__Source excerpt__:
::::

The notion of a modular metric on an arbitrary set and the corresponding modular spaces, generalizing classical modulars over linear spaces like Orlicz spaces, were recently introduced. In this paper we investigate the existence of fixed points of modular contractive mappings in modular metric spaces. These are related to the successive approximations of fixed points (via orbits) which converge to the fixed points in the modular sense, which is weaker than the metric convergence.

**MSC:** 47H09, 46B20, 47H10, 47E10.

## Keywords

- ${\mathrm{\Delta}}_{2}$-condition
- fixed point
- modular function space
- modular metric spaces
- Orlicz spaces
- pointwise contraction mapping

## 1 Introduction

The purpose of this paper is to give an outline of a fixed point theory for Lipschitzian mappings defined on some subsets of modular metric spaces which are natural generalizations of both function and sequence variants of many important, from applications perspective, spaces like Lebesgue, Orlicz, Musielak-Orlicz, Lorentz, Orlicz-Lorentz, Calderon-Lozanovskii spaces and many others. Modular metric spaces were introduced in [1, 2]. The main idea behind this new concept is the physical interpretation of the modular. Informally speaking, whereas a metric on a set represents nonnegative finite distances between any two points of the set, a modular on a set attributes a nonnegative (possibly, infinite valued) ‘field of (generalized) velocities’: to each ‘time’ $\lambda >0$ (the absolute value of) an average velocity ${w}_{\lambda}(x,y)$ is associated in such a way that in order to cover the - ‘distance’ between points $x,y\in X$, it takes time *λ* to move from x to y with velocity ${w}_{\lambda}(x,y)$. But the way we approached the concept of modular metric spaces is different. Indeed, we look at these spaces as the nonlinear version of the classical modular spaces as introduced by Nakano [3] on vector spaces and modular function spaces introduced by Musielack [4] and Orlicz [5].

::::

(Box annotation data rows)
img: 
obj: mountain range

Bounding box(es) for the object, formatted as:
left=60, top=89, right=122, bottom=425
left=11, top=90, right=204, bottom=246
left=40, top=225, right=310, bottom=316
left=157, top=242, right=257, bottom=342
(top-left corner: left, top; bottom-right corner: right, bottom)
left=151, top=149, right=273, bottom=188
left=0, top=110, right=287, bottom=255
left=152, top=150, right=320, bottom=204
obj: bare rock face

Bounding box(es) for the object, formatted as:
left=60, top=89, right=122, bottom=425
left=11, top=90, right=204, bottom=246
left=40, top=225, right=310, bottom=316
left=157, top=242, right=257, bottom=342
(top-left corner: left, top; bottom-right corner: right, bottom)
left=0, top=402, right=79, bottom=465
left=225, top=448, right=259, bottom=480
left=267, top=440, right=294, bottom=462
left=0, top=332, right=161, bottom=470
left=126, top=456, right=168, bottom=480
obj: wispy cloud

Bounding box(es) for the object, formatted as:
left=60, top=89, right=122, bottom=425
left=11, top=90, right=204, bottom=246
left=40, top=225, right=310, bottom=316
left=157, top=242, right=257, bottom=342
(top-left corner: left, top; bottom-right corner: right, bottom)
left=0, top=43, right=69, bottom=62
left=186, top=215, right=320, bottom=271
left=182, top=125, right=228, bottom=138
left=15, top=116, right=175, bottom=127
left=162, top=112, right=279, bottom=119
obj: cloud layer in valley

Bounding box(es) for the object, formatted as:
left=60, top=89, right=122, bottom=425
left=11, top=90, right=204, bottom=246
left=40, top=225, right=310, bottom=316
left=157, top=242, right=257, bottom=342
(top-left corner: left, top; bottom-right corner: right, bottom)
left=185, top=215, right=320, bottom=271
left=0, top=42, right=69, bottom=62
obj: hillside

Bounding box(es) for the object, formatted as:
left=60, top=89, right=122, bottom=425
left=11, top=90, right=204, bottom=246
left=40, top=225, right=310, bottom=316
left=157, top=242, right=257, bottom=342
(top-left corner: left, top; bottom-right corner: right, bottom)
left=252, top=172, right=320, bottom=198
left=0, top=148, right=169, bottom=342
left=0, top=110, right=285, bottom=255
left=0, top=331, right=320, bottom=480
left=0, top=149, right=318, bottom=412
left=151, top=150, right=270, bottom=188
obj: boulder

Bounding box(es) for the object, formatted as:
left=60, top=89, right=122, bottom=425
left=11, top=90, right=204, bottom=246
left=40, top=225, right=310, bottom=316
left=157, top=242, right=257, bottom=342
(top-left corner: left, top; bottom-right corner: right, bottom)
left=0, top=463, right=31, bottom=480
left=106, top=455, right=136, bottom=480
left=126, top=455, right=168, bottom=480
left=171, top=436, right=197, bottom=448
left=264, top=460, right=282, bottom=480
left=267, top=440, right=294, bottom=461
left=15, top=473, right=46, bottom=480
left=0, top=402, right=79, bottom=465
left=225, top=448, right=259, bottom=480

::::

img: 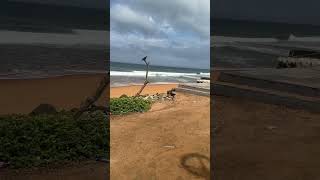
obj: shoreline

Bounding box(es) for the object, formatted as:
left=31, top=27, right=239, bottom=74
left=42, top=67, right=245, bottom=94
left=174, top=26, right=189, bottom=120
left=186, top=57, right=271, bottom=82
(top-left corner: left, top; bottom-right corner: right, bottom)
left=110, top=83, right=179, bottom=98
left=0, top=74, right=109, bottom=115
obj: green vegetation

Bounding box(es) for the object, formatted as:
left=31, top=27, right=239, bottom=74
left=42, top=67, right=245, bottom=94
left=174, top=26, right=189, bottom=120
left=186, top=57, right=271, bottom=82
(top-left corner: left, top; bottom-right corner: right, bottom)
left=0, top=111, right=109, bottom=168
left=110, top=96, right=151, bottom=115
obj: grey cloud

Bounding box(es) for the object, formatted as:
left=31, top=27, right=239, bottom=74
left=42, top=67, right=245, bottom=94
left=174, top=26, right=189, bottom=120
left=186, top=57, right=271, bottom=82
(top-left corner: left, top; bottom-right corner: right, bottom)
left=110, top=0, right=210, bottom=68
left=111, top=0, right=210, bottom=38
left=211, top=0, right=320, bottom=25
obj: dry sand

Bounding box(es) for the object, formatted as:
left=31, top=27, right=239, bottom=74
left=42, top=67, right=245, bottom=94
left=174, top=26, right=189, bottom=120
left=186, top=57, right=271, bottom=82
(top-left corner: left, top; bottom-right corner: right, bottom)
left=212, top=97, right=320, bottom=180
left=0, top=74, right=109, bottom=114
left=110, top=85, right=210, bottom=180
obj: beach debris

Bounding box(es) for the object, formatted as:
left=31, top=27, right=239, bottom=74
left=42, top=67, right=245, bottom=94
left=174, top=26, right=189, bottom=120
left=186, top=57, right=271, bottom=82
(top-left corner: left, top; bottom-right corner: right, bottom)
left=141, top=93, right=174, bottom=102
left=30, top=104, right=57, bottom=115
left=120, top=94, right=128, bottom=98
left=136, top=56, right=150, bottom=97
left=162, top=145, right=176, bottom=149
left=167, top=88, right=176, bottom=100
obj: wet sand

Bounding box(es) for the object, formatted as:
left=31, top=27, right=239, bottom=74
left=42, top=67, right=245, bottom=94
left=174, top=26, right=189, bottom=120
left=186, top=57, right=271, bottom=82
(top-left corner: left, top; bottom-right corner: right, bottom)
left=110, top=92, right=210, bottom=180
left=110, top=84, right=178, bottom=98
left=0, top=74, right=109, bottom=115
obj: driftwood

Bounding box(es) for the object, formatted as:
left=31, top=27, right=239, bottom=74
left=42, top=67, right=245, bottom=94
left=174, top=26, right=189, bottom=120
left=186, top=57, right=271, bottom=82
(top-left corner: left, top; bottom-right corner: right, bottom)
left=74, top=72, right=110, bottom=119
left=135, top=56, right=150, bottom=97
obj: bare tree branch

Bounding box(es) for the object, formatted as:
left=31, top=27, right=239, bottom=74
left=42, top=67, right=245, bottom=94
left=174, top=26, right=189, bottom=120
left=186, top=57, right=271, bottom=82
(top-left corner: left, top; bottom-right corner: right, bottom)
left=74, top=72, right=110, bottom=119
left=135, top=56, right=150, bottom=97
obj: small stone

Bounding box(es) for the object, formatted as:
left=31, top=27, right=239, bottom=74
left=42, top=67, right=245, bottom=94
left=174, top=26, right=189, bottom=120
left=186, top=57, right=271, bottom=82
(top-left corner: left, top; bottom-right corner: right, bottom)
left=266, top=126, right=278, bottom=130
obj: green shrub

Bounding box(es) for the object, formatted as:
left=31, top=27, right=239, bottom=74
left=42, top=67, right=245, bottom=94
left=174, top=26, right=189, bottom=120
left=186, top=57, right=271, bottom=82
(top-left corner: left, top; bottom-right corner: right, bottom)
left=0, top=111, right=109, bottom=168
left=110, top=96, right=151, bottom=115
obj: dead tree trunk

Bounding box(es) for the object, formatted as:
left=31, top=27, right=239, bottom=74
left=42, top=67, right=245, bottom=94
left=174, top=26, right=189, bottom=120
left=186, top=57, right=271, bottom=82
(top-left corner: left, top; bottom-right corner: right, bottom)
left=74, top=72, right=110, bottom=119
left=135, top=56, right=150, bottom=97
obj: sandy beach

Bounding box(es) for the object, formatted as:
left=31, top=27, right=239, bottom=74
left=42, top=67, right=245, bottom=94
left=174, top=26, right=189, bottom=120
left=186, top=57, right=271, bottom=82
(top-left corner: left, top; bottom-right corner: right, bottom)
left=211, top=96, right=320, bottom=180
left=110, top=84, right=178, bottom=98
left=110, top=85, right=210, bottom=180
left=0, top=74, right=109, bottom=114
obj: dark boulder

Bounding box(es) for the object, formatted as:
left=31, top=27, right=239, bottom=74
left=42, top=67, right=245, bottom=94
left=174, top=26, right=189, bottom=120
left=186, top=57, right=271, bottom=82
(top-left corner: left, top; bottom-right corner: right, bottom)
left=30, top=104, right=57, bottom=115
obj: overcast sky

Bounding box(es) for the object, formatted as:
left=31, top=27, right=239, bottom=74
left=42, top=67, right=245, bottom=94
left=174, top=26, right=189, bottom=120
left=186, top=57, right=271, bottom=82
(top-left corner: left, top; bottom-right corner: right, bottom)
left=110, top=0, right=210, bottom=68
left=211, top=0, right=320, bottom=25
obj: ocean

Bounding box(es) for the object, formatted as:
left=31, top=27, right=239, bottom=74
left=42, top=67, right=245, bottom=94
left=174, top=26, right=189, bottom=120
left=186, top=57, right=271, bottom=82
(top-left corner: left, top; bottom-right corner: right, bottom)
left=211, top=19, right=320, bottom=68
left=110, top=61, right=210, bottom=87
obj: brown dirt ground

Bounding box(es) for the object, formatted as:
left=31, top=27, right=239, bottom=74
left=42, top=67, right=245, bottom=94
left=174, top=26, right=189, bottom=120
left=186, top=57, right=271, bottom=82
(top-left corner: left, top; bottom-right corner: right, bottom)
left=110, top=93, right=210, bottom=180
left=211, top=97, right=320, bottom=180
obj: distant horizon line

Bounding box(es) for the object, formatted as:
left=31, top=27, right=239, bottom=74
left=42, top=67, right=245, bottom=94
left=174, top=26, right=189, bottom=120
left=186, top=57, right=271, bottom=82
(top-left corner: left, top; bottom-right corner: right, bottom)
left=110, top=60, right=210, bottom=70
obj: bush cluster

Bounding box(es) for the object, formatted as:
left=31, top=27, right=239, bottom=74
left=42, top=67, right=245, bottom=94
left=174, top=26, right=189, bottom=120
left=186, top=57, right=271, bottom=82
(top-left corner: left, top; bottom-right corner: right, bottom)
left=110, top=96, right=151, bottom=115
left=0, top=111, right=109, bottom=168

::::

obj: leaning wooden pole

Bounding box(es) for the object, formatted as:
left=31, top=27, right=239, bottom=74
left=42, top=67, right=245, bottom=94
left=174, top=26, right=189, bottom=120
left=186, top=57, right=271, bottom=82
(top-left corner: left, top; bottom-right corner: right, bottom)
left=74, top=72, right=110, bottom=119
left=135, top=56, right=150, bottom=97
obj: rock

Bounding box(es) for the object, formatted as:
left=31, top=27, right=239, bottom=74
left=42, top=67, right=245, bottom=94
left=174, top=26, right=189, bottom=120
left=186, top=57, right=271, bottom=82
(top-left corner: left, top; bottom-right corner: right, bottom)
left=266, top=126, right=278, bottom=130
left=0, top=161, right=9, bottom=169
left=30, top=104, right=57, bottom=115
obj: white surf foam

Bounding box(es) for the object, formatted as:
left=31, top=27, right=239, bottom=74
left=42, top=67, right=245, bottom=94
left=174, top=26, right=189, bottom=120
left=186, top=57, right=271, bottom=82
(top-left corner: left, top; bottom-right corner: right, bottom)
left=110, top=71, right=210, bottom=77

::::

__Challenge A__:
Copy the entries starting with the line that contains "obj: dark boulder" and going on through the line that contains "left=211, top=97, right=320, bottom=180", including both of those lines.
__Challenge B__:
Proceed with the passage on fixed points in modular metric spaces, picking up after its final sentence.

__Response A__:
obj: dark boulder

Bounding box(es) for the object, formatted as:
left=31, top=27, right=239, bottom=74
left=42, top=67, right=245, bottom=94
left=174, top=26, right=189, bottom=120
left=186, top=57, right=271, bottom=82
(top-left corner: left, top; bottom-right corner: right, bottom)
left=30, top=104, right=57, bottom=115
obj: overcast sky

Bounding box(es) for the object, formatted as:
left=31, top=27, right=239, bottom=74
left=42, top=67, right=245, bottom=94
left=174, top=26, right=189, bottom=120
left=186, top=57, right=271, bottom=82
(top-left corner: left, top; bottom-right corner: right, bottom)
left=110, top=0, right=210, bottom=68
left=211, top=0, right=320, bottom=25
obj: ocean

Bounding box(es) for the object, formatted as:
left=31, top=27, right=239, bottom=74
left=42, top=67, right=245, bottom=94
left=174, top=26, right=189, bottom=120
left=186, top=57, right=271, bottom=82
(top-left corner: left, top; bottom-right corner: right, bottom)
left=211, top=19, right=320, bottom=68
left=110, top=61, right=210, bottom=87
obj: brown dirt ground

Bounding box(es) for the object, formatted as:
left=31, top=27, right=239, bottom=74
left=42, top=67, right=245, bottom=94
left=174, top=26, right=189, bottom=120
left=186, top=57, right=271, bottom=82
(top-left corner: left, top; bottom-right corner: right, bottom)
left=110, top=93, right=210, bottom=180
left=211, top=97, right=320, bottom=180

__Response B__:
In recent years, there was an uptake of interest in the study of electrorheological fluids, sometimes referred to as ‘smart fluids’ (for instance, lithium polymetachrylate). For these fluids, modeling with sufficient accuracy using classical Lebesgue and Sobolev spaces, ${L}^{p}$ and ${W}^{1,p}$, where *p* is a fixed constant, is not adequate, but rather the exponent *p* should be able to vary [6, 7]. One of the most interesting problems in this setting is the famous Dirichlet energy problem [8, 9]. The classical technique used so far in studying this problem is to convert the energy functional, naturally defined by a modular, to a convoluted and complicated problem which involves a norm (the Luxemburg norm). The modular metric approach is more natural and has not been used extensively.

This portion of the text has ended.